* Start *
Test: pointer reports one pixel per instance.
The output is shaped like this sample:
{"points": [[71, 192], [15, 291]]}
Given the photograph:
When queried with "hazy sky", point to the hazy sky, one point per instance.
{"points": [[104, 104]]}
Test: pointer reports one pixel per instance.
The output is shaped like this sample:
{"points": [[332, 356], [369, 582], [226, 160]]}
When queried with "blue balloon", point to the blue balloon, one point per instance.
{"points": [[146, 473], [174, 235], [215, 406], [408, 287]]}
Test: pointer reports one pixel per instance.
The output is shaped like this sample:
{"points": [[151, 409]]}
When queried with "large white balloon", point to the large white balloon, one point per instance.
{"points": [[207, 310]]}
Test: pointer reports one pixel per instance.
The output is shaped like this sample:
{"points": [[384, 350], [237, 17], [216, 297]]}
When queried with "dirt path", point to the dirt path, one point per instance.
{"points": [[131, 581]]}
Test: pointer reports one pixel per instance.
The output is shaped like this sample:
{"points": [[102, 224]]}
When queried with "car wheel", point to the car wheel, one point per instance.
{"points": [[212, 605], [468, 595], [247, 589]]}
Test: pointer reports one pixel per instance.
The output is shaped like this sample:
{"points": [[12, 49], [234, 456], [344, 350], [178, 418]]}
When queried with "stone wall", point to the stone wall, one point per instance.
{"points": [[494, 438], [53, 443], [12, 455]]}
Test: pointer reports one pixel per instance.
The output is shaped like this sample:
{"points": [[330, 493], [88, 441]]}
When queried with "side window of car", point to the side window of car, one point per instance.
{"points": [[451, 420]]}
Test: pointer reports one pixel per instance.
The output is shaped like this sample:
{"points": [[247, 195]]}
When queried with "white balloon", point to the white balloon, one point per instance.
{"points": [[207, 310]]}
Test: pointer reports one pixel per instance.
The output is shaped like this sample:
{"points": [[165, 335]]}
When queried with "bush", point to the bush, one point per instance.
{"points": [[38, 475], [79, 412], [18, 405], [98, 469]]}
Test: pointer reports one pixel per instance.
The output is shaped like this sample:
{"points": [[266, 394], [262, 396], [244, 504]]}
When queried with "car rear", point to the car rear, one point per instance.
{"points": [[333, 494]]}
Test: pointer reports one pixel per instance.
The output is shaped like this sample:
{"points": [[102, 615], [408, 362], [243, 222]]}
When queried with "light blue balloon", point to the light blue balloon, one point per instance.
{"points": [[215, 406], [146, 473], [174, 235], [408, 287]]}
* End *
__TASK BRIEF__: Pick out and copy each line of the data above that contains the word "white". Letter case matters.

__COMPLETE RESPONSE__:
When queried with "large white balloon", point to the large white balloon, one point per instance.
When queried with "white balloon", point to the white balloon, one point per instance.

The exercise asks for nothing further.